■ What the task asks
Reproduce verbatim the part of the passage on Ruby threads below that runs from "If every one" up to and including "not necessarily equal.".

■ Passage provided
──────────────────────────────

I should start by saying that I personally love writing evented JavaScript in the browser, and have been giving talks (for years) about using evented JavaScript to sanely organize client-side code. I think that for the browser environment, events are where it’s at. Further, I don’t have any major problem with Node.js or other ways of writing server-side evented code. For instance, if I needed to write a chat server, I would almost certainly write it using Node.js or EventMachine.

However, I’m pretty tired of hearing that threads (and especially Ruby threads) are completely useless, and if you don’t use evented code, you may as well be using a single process per concurrent user. To be fair, this has somewhat been the party line of the Rails team years ago, but Rails has been threadsafe since Rails 2.2, and Rails users have been taking advantage of it for some time.

Before I start, I should be clear that this post is talking about requests that spent a non-tiny amount of their time utilizing the CPU (normal web requests), even if they do spend a fair amount of time in blocking operations (disk IO, database). I am decidedly not talking about situations, like chat servers where requests sit idle for huge amounts of time with tiny amounts of intermittent CPU usage.

Threads and IO Blocking

I’ve heard a common misperception that Ruby inherently “blocks” when doing disk IO or making database queries. In reality, Ruby switches to another thread whenever it needs to block for IO. In other words, if a thread needs to wait, but isn’t using any CPU, Ruby’s built-in methods allow another waiting thread to use the CPU while the original thread waits.

If every one of your web requests uses the CPU for 30% of the time, and waits for IO for the rest of the time, you should be able to serve three requests in parallel, coming close to maxing out your CPU.

Here’s a couple of diagrams. The first shows how people imagine requests work in Ruby, even in threadsafe mode. The second is how an optimal Ruby environment will actually operate. This example is extremely simplified, showing only a few parts of the request, and assuming equal time spent in areas that are not necessarily equal.

──────────────────────────────

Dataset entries
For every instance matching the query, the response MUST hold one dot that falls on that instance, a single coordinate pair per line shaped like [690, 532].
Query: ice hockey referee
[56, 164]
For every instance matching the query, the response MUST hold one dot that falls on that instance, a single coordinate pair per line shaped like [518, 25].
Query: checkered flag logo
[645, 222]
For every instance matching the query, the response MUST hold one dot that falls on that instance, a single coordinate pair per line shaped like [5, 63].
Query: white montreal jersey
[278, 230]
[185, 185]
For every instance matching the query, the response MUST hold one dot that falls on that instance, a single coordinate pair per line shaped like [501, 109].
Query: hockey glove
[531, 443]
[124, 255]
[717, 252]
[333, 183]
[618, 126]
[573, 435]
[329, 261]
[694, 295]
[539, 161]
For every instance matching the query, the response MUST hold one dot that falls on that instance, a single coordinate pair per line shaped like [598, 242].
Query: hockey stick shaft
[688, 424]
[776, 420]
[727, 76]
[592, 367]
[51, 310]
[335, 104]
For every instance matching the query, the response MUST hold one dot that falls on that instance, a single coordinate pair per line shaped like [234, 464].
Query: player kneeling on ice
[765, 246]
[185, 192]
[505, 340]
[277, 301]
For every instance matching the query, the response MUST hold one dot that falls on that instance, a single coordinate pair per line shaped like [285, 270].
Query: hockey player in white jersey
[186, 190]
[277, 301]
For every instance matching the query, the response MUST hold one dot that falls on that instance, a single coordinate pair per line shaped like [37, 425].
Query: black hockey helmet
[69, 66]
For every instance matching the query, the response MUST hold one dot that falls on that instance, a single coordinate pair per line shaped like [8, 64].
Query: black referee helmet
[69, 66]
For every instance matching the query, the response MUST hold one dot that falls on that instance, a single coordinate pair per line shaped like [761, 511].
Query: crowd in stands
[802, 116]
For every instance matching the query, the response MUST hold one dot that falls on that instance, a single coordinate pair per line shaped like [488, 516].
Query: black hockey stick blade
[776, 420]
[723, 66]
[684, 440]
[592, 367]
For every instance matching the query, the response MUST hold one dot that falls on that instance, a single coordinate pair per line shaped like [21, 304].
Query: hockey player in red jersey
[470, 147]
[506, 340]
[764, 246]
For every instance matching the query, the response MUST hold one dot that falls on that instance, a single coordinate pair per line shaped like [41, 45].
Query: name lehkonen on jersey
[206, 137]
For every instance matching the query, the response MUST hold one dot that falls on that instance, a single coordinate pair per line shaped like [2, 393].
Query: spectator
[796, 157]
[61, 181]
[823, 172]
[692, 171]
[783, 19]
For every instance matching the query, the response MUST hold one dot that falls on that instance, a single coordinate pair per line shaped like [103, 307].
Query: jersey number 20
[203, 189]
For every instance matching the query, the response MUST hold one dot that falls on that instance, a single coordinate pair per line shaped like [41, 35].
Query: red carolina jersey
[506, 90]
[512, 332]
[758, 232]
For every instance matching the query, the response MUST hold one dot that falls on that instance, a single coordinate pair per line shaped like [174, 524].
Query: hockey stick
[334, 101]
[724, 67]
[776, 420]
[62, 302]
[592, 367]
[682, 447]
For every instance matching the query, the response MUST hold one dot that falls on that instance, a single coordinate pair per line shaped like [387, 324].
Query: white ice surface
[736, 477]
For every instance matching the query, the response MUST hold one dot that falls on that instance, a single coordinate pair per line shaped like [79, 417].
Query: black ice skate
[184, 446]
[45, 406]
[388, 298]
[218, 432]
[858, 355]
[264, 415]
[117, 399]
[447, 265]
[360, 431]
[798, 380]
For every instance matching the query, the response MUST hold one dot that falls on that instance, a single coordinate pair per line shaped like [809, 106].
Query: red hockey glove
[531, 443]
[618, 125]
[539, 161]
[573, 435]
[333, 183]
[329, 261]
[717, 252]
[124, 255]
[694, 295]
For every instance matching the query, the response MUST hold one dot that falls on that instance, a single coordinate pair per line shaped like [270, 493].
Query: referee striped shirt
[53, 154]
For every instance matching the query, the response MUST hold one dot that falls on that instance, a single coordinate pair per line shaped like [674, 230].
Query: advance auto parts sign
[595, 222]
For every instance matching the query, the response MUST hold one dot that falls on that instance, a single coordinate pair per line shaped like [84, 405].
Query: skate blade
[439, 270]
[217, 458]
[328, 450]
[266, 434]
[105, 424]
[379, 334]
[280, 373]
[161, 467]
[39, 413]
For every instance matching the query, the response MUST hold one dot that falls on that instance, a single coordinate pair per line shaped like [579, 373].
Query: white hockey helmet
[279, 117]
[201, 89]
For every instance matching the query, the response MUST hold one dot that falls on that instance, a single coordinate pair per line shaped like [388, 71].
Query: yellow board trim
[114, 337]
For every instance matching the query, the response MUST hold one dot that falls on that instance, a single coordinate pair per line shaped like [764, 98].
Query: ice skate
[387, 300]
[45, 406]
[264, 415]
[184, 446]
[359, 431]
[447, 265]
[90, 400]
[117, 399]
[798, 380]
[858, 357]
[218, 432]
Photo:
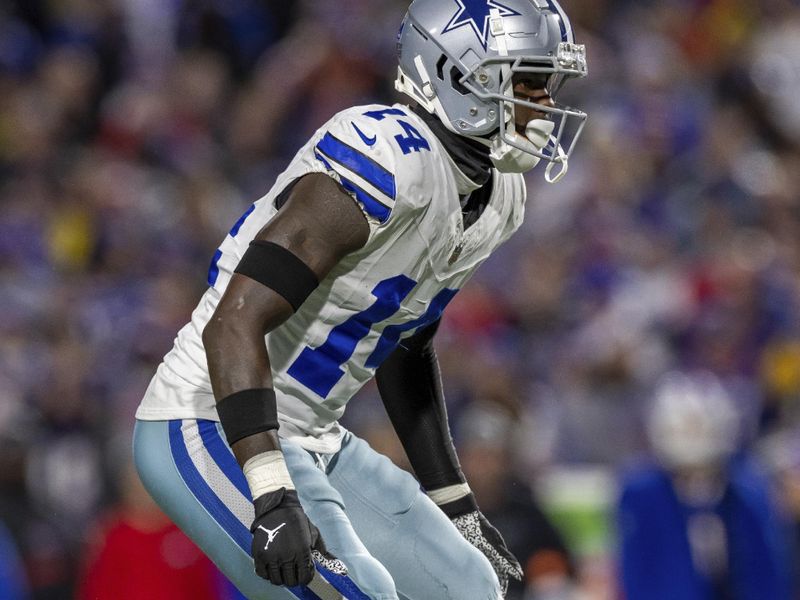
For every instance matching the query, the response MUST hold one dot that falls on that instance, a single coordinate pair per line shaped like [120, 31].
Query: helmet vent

──────────────────────────────

■ Completed exercise
If every one of your web requests uses the CPU for 30% of the time, and waits for IO for the rest of the time, you should be able to serve three requests in parallel, coming close to maxing out your CPU.

Here’s a couple of diagrams. The first shows how people imagine requests work in Ruby, even in threadsafe mode. The second is how an optimal Ruby environment will actually operate. This example is extremely simplified, showing only a few parts of the request, and assuming equal time spent in areas that are not necessarily equal.